** Start of Supplied text **
One problem, though, is that we can't define default implementations that rely on an encapsulated state (a.k.a. stateful mixins in other circles).

Imagine, for instance, that I would like to create a reusable implementation of a tree walker that simply traverses a tree, calls methods before and after visiting each node, and also records the keys it sees during the traversal. Clearly, that is simple to implement with a class:

open class TreeWalker {
  public private(set) final var parentKeys: [Int] = []

  open func willVisit(_ tree: Tree) -> Bool { true }
  open func didVisit(_ tree: Tree) -> Bool { true }

  public final func walk(_ tree: Tree) -> Bool {
    guard willVisit(tree) else { return true }
    return traverse(tree: tree) && didVisit(tree)
  }

  internal func traverse(tree: Tree) -> Bool {
    // The implementation is irrelevant to this discussion.
  }
}

Unfortunately, using a class prevents me from defining tree walkers with value semantics (well, to be fair, we could write classes that behave like values, but that's generally not straightforward).

If I wanted to turn this class into a protocol with a default implementation of the traversal logic, I wouldn't be able to make parentKeys a read-only property. That breaks the encapsulation principle, because clients of a TreeWalker need only to know about willVisit(_:), didVisit(_:) and walk(_:).

We can achieve some level of encapsulation by defining implementations in extensions, without matching requirements.

public protocol TreeWalker { ... }
extension TreeWalker {
  // 'traverse(tree:)' is not visible beyond the module boundary
  internal func traverse(tree: Tree) -> Bool { ... }
}

Unfortunately, that does not solve the issue for parentKeys, because of two problems:

I'd like that property to be publicly visible, just not writable. However, I can't distinguish between these two capabilities: I must either define an implementation that is completely hidden, in an extension, or expose both read and write access as part of the protocol's API.
I'd like to provide a default implementation of storage.

Note that I can't simply define parentKeys as a read-only requirement and define a default, writable alternative in extension, because of the second issue. There is no way to avoid the conforming type to implement public (up to its own visibility), writable storage, thus breaking encapsulation.

I can imagine a solution for each of these problems. Both are orthogonal, but would work together, I think. The first idea is probably much more realistically implementable. If anything, I'd like that thread to focus on that one.

Interpret access modifiers as lower bounds

A simple way to address the visibility issue would be to state that access modifiers in protocols define a lower bound on the visibility of a particular requirement in the conforming type. The absence of any modifier would denote the same semantics as now.

protocol P {
  var foo: Int { get }
  var bar: Int { fileprivate(get) }
  internal func ham() -> Int
}

public struct S: P {
  // 'foo' must at least 'public'
  public var foo: Int
  // 'bar' must be at least 'fileprivate'
  internal var: Int
  // 'ham()' must be a least 'internal'
  func ham() -> Int { 42 }
}

With that approach, I could write a default implementation that relies on fields that are not necessarily part of conforming type's public API, and that can be encapsulated. Nonetheless, the client would still be allowed to decide the access level of any requirement, should they decide to expose them anyway. That last bit is important, because we wouldn't want conformance to a specific protocol to exclude conformance to another.
** End of Supplied text **
** Start of Material **
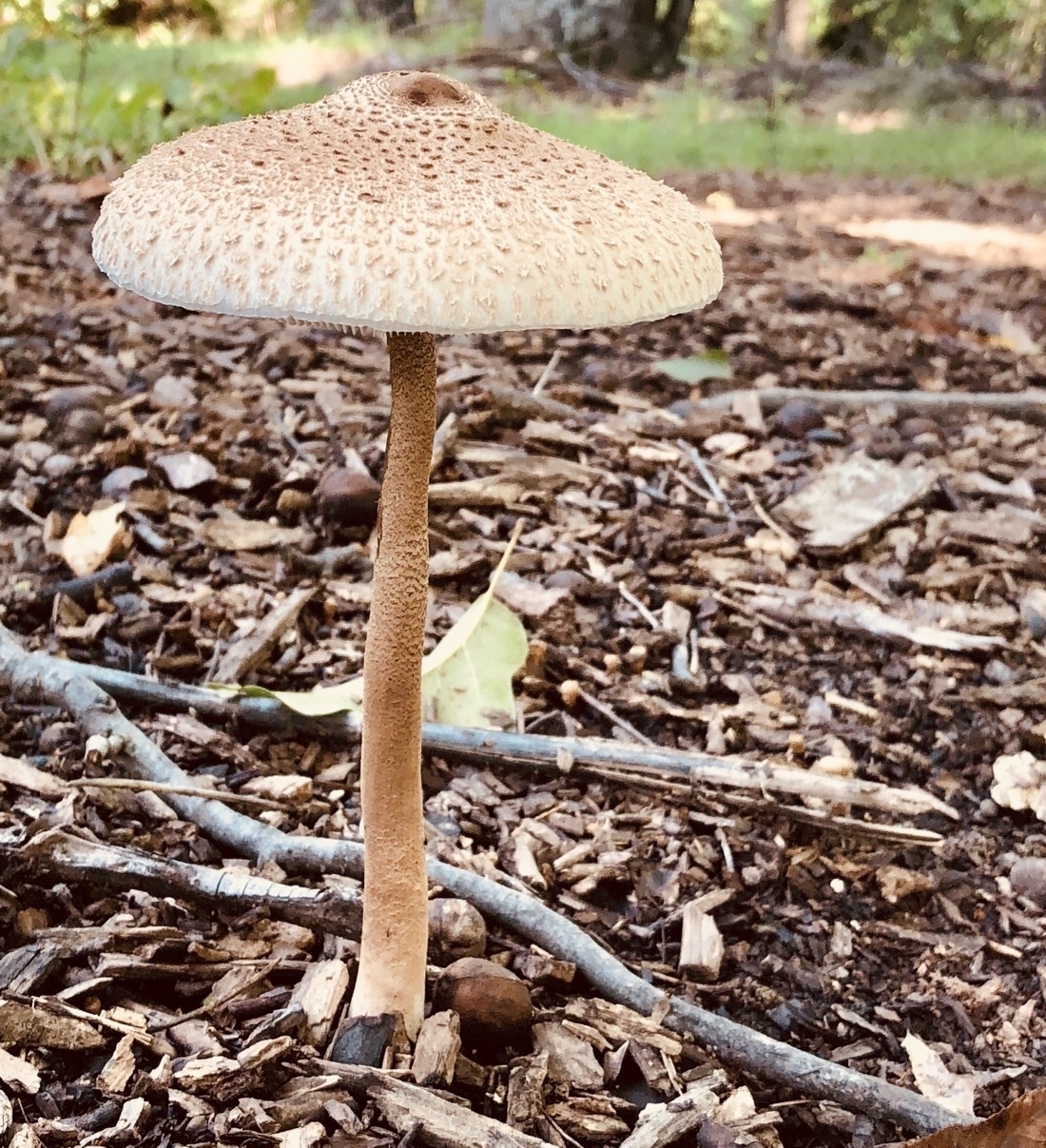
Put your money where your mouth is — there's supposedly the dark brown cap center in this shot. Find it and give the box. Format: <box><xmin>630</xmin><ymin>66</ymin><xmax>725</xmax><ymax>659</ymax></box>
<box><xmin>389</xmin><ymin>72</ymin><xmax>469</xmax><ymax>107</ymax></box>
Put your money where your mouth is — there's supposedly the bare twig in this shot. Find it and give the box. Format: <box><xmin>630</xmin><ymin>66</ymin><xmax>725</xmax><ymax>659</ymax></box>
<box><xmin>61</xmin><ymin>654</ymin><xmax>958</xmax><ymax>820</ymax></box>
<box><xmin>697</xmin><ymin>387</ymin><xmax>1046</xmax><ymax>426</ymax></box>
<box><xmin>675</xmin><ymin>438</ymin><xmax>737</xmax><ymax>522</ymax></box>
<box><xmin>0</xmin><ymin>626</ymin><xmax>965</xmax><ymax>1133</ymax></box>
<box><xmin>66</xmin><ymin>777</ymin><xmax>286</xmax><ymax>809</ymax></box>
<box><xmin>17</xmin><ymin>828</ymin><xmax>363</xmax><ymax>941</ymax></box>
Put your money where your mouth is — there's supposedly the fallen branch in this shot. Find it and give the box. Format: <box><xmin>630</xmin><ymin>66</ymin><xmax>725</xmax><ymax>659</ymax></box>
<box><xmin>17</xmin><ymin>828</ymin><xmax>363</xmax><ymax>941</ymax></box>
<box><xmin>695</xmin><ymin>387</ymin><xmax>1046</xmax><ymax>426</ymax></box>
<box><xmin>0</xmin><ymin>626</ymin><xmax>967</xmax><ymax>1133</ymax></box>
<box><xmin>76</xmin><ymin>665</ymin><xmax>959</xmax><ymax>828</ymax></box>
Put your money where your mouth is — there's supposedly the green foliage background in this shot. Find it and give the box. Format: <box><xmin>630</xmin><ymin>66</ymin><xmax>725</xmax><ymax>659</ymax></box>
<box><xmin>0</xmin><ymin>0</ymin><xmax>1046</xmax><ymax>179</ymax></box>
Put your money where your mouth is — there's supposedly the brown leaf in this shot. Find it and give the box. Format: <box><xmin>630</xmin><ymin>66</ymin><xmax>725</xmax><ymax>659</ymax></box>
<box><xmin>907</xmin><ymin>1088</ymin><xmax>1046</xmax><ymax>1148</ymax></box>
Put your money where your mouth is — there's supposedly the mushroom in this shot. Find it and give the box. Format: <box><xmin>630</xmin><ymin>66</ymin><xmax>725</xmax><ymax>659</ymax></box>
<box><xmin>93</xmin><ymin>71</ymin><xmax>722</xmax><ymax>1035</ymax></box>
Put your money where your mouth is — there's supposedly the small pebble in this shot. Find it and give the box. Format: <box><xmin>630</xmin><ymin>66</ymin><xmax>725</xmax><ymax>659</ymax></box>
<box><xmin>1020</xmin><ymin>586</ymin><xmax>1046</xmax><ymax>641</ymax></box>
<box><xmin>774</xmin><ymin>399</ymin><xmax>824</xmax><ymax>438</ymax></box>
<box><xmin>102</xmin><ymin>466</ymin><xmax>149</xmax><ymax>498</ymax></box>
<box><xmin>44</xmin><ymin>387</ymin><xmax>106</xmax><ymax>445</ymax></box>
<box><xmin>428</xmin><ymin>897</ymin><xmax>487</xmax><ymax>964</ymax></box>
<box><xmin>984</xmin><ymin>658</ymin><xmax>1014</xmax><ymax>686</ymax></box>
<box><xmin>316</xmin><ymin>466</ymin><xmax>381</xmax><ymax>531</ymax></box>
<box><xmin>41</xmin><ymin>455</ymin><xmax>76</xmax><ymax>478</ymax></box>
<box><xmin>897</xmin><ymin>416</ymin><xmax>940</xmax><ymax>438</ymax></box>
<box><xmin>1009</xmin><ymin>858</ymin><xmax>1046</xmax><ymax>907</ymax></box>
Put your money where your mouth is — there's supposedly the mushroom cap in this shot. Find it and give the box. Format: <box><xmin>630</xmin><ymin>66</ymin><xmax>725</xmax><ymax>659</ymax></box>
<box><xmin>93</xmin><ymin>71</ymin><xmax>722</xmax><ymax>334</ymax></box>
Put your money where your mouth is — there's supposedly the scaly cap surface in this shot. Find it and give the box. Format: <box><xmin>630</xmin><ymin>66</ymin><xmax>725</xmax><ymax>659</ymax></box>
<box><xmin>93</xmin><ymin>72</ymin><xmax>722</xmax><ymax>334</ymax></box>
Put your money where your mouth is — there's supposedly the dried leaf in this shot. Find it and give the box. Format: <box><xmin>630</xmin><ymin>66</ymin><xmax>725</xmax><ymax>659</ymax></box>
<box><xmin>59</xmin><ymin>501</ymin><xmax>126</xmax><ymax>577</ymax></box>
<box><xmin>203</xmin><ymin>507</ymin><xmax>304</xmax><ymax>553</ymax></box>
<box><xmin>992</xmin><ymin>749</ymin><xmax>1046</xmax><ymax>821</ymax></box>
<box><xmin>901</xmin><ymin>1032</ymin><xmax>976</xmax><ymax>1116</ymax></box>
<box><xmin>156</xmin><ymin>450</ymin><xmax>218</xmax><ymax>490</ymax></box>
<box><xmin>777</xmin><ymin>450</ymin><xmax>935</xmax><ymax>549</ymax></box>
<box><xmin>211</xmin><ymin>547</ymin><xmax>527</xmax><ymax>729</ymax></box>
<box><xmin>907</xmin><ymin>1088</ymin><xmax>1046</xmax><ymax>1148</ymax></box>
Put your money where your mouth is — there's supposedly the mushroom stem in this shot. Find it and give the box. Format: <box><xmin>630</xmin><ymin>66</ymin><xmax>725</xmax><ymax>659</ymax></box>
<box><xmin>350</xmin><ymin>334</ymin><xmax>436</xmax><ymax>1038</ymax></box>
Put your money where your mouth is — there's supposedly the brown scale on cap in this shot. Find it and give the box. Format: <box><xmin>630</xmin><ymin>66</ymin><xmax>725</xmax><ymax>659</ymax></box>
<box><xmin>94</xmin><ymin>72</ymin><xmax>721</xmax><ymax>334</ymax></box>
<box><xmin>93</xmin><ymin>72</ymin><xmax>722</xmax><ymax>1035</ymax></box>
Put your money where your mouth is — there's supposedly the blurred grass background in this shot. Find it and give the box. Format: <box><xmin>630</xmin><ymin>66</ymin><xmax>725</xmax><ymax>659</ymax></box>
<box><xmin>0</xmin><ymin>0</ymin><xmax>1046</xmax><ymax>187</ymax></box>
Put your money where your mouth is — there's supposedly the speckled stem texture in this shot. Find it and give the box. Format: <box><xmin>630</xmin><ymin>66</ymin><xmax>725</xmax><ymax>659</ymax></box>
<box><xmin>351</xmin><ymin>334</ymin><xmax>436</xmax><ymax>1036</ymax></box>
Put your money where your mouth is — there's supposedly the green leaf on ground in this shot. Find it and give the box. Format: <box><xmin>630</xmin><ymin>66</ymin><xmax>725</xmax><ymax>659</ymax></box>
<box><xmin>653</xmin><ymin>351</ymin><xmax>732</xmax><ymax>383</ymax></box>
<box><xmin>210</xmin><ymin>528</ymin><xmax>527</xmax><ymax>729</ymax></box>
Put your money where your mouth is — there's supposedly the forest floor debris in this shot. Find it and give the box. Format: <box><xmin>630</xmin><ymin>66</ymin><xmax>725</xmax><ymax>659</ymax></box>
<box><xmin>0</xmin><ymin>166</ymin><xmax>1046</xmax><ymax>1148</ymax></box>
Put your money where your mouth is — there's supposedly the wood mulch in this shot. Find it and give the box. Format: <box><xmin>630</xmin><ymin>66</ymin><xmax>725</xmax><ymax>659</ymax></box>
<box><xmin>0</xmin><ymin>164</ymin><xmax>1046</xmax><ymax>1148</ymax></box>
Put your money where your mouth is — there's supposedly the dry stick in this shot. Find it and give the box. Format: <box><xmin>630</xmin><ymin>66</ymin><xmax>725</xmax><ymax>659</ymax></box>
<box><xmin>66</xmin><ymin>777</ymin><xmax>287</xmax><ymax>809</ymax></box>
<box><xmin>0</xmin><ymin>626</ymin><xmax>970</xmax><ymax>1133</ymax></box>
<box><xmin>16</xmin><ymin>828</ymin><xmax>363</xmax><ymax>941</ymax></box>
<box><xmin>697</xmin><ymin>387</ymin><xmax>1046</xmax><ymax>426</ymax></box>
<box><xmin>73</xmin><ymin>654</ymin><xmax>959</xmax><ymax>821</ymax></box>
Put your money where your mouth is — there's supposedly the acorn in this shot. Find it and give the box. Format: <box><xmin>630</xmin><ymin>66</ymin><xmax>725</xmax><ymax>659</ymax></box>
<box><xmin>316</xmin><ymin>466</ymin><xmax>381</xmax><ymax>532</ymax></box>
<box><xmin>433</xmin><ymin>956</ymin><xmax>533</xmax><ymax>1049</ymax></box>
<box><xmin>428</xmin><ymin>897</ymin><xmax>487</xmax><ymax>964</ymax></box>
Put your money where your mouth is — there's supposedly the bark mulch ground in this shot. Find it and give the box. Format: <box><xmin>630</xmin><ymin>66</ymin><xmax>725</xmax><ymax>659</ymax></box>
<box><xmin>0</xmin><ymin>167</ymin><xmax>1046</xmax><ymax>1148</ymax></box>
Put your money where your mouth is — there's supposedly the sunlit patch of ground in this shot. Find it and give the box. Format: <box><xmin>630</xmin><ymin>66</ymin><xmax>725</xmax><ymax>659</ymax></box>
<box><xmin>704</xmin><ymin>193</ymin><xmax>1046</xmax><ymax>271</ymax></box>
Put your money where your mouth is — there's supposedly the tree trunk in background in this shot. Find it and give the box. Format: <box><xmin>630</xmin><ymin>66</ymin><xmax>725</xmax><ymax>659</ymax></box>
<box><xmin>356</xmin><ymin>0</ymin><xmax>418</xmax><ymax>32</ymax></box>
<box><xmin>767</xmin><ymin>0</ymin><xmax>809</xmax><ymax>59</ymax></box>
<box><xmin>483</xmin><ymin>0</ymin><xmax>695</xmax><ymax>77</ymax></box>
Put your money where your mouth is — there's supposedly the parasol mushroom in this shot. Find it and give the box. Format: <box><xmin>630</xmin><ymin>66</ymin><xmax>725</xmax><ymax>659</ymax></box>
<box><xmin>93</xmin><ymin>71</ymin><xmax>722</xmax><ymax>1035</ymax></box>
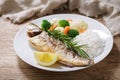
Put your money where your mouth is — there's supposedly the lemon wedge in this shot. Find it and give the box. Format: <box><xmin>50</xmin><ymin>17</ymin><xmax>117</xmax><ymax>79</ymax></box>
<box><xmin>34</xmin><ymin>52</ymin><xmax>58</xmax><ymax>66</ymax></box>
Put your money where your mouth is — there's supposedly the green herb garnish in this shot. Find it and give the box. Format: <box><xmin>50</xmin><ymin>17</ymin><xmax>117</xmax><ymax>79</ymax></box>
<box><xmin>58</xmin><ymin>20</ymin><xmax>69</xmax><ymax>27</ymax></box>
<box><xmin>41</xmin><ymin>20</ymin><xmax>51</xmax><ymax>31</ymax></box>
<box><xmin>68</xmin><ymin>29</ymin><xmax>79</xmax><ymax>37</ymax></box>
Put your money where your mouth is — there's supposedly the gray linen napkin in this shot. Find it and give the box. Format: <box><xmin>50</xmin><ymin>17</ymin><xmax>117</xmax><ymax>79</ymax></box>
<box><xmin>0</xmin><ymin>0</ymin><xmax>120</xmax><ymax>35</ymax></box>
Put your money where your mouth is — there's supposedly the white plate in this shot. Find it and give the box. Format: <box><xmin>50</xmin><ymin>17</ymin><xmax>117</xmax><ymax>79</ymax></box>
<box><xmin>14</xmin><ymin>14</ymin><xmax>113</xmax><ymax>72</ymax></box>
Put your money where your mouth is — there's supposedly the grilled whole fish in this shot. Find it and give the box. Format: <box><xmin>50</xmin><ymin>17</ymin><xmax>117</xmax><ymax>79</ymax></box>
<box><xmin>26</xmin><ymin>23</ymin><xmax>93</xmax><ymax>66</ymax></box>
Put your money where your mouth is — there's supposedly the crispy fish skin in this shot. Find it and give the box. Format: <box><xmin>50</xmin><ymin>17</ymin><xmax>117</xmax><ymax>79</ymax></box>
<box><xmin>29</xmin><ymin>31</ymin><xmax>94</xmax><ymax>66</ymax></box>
** End of Material **
● **Challenge A**:
Answer these questions from the text on Swift protocols:
(i) According to the text, what does using a class prevent when defining tree walkers?
(ii) Which three methods are the only ones clients of a TreeWalker need to know about?
(iii) Under the proposed approach, what does the absence of any access modifier in a protocol denote?
● **Challenge B**: Write the next part of the text on Swift protocols, following on from its final sentence.

● **Written response A**:
(i) It prevents defining tree walkers with value semantics.
(ii) willVisit(_:), didVisit(_:) and walk(_:).
(iii) The same semantics as now.

● **Written response B**:
Here's how I could keep parentKeys encapsulated:

public protocol TreeWalker {
  var parentKeys: [Int] { get private(set) }
  /// ...
}

// In another module

public struct ClientWalker: TreeWalker {
  // read access must be 'public', because 'ClientWalker' is 'public'
  public private(set) var parentKeys: [Int] = []
  // ...
}

One minor problem with this approach is that it changes the meaning of an access modifier in the context of a protocol declaration, which might be counterintuitive. For instance, fileprivate would mean "only visible in the files defining the types that conform to this protocol", not "only visible to this file".

Encode state in the witness table

The previous feature would still require conforming types to provide an implementation of every stateful properties. In the walker example, that means that we need to add a writable property parentKeys in all conforming types (as in the snippet above). While that is a minor inconvenience, it implies that we cannot provide default implementations that also take care of storage.

It should be stressed that the restriction makes complete sense w.r.t. the way conformance is implemented (to the extent of what I think I know and understand). If S conforms to P, then the corresponding entry in S's protocol witness table is just a collection of pointers to functions wrapping the actual implementation of each requirement defined by P. No storage required.

We could imagine that states provided by default implementations be referred in the witness table as well. We would add another entry: a pointer to a block of memory backing non-computed properties for which the conforming type provides no implementation.

More concretely, consider the following example. The keyword synthesizable indicates that conforming types need not to provide a default implementation of that property.

protocol Counter {
  synthesizable var value: Int { get set }
  mutating func inc()
}
extension Counter {
  func inc() { value += 1 }
}

struct S: Counter {}

The entry for Counter in S's protocol witness table would look like that (written in Swift for clarity):

struct SCounterWitnessTable {
  let getValue: FunctionRef
  let setValue: FunctionRef
  let modifyValue: FunctionRef
  let inc: FunctionRef

  // That would be new
  let defaultStorge: UnsafeMutablePointer<SCounterWitnessStorage>
}

struct SCounterWitnessStorage {
  var value: Int
}

Of course, the value witness table of S would also need to care about that default storage to properly copy and destroy an existential container, should the protocol contain synthesizable properties. Otherwise, there would be no impact on the current behavior, as all conforming types would still be compelled to provide an implementation.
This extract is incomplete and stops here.